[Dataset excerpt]
· · · · ·
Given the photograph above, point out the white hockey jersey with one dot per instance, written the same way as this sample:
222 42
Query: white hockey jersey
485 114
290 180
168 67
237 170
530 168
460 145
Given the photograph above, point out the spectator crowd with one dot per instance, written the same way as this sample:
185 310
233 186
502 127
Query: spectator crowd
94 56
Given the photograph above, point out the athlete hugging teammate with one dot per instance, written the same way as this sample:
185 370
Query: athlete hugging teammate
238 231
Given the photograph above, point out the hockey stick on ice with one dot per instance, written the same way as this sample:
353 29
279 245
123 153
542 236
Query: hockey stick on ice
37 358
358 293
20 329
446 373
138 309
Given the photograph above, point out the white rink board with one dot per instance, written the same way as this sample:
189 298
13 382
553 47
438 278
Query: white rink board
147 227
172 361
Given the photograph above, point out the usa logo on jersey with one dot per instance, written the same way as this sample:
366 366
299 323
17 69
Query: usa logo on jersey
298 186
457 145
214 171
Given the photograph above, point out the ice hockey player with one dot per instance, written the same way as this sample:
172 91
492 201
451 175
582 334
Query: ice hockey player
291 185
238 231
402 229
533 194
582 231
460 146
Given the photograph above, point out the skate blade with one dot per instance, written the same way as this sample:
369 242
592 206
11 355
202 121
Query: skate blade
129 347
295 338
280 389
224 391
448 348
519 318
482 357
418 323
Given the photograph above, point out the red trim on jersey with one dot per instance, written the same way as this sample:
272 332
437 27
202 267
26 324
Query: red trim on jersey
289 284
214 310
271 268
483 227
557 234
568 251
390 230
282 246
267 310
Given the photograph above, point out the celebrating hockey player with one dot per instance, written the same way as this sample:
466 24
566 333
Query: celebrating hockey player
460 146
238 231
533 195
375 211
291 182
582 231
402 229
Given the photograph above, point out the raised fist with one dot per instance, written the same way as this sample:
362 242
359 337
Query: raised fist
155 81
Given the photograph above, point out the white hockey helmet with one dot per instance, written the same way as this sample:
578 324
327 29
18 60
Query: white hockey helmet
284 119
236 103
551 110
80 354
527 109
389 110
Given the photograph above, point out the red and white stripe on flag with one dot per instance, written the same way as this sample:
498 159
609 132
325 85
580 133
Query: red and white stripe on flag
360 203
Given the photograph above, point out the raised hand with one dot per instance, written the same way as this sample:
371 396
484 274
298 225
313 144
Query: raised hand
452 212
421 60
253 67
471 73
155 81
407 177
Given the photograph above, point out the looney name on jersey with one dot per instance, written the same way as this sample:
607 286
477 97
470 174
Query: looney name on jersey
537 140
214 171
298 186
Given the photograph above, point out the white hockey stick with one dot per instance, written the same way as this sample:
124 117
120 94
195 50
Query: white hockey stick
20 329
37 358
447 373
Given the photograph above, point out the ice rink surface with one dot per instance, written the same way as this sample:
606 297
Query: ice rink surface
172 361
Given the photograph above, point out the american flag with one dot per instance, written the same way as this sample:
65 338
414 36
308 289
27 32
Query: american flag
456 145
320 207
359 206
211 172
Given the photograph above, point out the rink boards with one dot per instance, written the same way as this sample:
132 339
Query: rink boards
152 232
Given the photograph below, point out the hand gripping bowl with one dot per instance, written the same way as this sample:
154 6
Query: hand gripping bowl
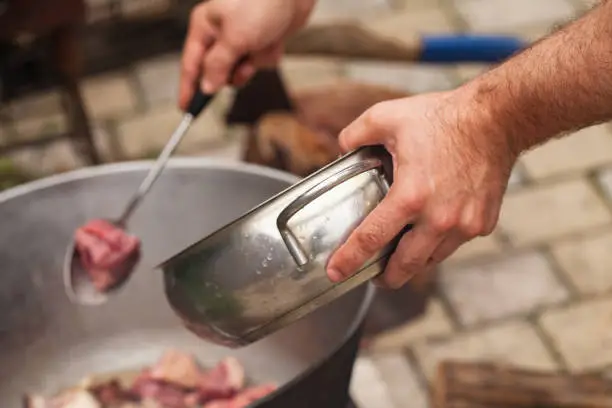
267 269
47 343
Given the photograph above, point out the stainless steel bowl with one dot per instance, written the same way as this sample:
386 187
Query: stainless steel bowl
266 269
47 343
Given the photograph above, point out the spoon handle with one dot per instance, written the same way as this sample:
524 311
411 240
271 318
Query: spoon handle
199 101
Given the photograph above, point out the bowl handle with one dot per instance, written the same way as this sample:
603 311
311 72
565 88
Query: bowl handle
292 243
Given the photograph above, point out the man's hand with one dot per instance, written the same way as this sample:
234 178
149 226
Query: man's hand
223 31
450 174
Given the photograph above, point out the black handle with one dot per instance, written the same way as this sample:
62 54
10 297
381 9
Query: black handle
199 102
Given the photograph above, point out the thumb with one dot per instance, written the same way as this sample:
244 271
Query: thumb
367 129
218 65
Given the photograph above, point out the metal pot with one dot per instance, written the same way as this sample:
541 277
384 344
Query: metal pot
266 269
47 343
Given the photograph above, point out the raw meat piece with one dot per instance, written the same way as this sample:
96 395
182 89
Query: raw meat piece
111 393
168 395
177 368
243 398
175 381
224 380
107 252
67 399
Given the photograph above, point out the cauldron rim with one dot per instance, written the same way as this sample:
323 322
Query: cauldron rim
198 163
127 166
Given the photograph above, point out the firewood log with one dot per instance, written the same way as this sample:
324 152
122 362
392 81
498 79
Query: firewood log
351 40
305 140
475 385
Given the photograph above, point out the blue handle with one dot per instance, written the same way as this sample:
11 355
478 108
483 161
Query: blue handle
469 48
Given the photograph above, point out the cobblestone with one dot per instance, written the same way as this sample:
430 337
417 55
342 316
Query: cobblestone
573 154
587 262
582 333
147 134
386 381
515 343
109 96
513 16
410 78
534 215
159 79
489 291
434 323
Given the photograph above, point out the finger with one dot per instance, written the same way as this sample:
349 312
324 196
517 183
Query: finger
365 130
411 255
199 38
244 72
447 247
270 57
218 65
380 226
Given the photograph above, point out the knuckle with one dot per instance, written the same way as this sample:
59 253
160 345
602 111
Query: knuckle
197 13
370 117
368 239
444 220
473 227
412 201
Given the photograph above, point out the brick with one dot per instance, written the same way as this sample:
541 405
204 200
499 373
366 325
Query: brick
143 8
416 4
367 386
401 380
516 178
57 157
405 26
514 343
604 179
480 246
409 78
310 71
434 322
106 143
44 103
511 17
535 215
513 285
37 116
586 262
145 135
386 381
109 96
579 152
588 3
37 127
159 79
326 11
582 333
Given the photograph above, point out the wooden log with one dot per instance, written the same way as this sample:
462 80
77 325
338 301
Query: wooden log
352 41
480 385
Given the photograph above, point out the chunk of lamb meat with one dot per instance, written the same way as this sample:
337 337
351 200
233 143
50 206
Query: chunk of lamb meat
178 368
68 399
244 398
107 253
176 381
224 380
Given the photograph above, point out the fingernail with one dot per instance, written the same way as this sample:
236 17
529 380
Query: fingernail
334 275
207 87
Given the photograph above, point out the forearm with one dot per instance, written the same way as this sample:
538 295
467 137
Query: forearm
561 83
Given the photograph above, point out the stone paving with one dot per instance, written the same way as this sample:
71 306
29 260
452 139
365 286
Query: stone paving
536 293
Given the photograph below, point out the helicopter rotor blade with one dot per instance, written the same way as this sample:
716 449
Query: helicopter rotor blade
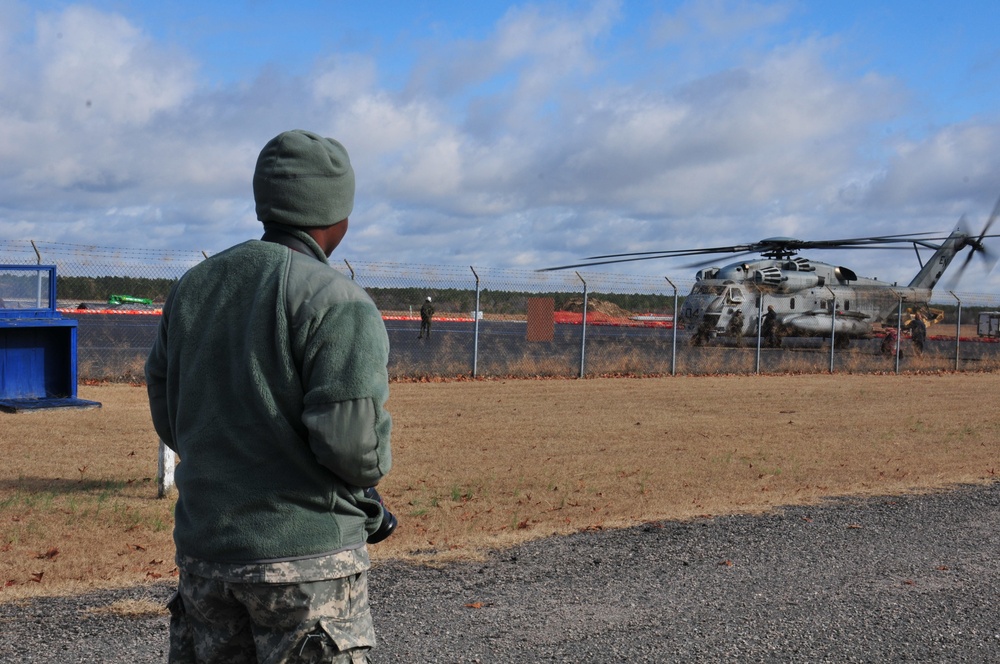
· · · · ·
Which lines of the records contain the word "name"? Copy each of them, treating uppercase and lowercase letters as different.

Given the photograph above, point out the looney name on jersey with one dot per instance, written the same way as this sample:
Query: looney name on jersey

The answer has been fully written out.